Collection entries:
┄┄┄┄┄┄┄┄┄┄┄┄┄┄┄┄┄┄┄┄

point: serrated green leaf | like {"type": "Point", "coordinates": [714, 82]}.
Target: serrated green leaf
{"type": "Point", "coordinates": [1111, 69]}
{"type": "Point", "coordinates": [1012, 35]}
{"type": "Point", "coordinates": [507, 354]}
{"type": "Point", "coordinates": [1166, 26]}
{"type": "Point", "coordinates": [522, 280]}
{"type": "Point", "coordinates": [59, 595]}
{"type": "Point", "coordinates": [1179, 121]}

┄┄┄┄┄┄┄┄┄┄┄┄┄┄┄┄┄┄┄┄

* _TASK BRIEF_
Print out every one of the records again, line for line, with no changes.

* _FULL ANSWER_
point: serrated green leaf | like {"type": "Point", "coordinates": [714, 82]}.
Target: serrated green leaf
{"type": "Point", "coordinates": [1111, 69]}
{"type": "Point", "coordinates": [1012, 35]}
{"type": "Point", "coordinates": [507, 354]}
{"type": "Point", "coordinates": [1166, 26]}
{"type": "Point", "coordinates": [522, 280]}
{"type": "Point", "coordinates": [59, 595]}
{"type": "Point", "coordinates": [1179, 121]}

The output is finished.